INFORMATION SHOWN:
▬▬▬

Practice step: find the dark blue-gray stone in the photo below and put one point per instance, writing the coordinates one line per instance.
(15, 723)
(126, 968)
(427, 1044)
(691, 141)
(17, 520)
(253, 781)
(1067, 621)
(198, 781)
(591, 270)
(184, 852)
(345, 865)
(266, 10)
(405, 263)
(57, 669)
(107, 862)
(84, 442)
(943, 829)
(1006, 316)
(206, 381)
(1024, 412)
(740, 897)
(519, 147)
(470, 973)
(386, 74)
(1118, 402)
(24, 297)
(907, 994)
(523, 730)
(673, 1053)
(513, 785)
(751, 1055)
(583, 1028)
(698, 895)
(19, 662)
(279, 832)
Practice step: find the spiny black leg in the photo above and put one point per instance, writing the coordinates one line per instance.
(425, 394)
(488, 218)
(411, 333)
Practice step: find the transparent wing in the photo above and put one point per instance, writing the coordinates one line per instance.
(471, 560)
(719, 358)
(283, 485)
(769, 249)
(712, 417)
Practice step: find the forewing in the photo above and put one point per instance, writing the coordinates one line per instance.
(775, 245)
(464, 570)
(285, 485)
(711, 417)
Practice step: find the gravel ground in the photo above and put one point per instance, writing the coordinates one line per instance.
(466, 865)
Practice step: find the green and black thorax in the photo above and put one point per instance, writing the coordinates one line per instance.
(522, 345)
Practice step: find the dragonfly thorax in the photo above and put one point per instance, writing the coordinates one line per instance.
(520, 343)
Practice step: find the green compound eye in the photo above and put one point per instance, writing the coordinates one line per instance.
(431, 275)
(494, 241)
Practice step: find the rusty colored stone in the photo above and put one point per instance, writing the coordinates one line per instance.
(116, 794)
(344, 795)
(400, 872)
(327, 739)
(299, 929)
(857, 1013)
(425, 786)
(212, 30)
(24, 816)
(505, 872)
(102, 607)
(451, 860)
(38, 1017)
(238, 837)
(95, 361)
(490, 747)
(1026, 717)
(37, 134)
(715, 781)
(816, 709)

▬▬▬

GIVEN REQUEST: Reproduce all of the records above line for line, without altering a single character.

EXERCISE ANSWER:
Practice step: find the dark blue-gray stone in the photo below and put one point per instance, writing the coordinates one line per instance.
(15, 723)
(126, 968)
(427, 1044)
(691, 141)
(17, 520)
(253, 781)
(1067, 621)
(198, 781)
(591, 270)
(184, 852)
(345, 865)
(266, 10)
(405, 263)
(57, 669)
(107, 862)
(84, 442)
(943, 829)
(1006, 316)
(206, 381)
(1024, 412)
(740, 897)
(519, 147)
(470, 973)
(386, 74)
(1118, 402)
(24, 297)
(907, 994)
(523, 730)
(673, 1053)
(513, 785)
(751, 1055)
(583, 1028)
(698, 895)
(19, 662)
(279, 832)
Practice step: find the spiny black leg in the photo above and put one point per instance, writing the coordinates one line per instance.
(425, 394)
(488, 218)
(411, 333)
Practice step: find the transparent wing in the photo above and put one point per instance, writing the coordinates one line per instance.
(471, 560)
(719, 358)
(283, 485)
(769, 249)
(712, 417)
Practice step: find the forewing in the photo above and put one point per instance, writing the coordinates one line per instance.
(775, 245)
(464, 570)
(285, 485)
(711, 417)
Practice step: find the gravel ground in the photo above and put one point per instance, writing the coordinates one line per instance.
(466, 865)
Practice step: find the green and black thorax in the photo above and put one point per instance, writing the coordinates one line per instance.
(522, 345)
Practice step: find the dragonfly thorax in the photo above and put one point per instance, writing the coordinates one line per instance.
(520, 343)
Practice step: find the green compound eye in the photo above and put one point per instance, writing the coordinates one line per instance.
(431, 275)
(494, 241)
Practice step: find the rusty colored stone in the photo above and put one point per instance, writing the coordinates one line per instance.
(116, 794)
(344, 795)
(400, 872)
(327, 739)
(299, 929)
(857, 1013)
(425, 786)
(212, 30)
(24, 816)
(505, 872)
(102, 607)
(451, 860)
(38, 1017)
(238, 837)
(95, 361)
(490, 747)
(1026, 717)
(37, 134)
(715, 781)
(816, 709)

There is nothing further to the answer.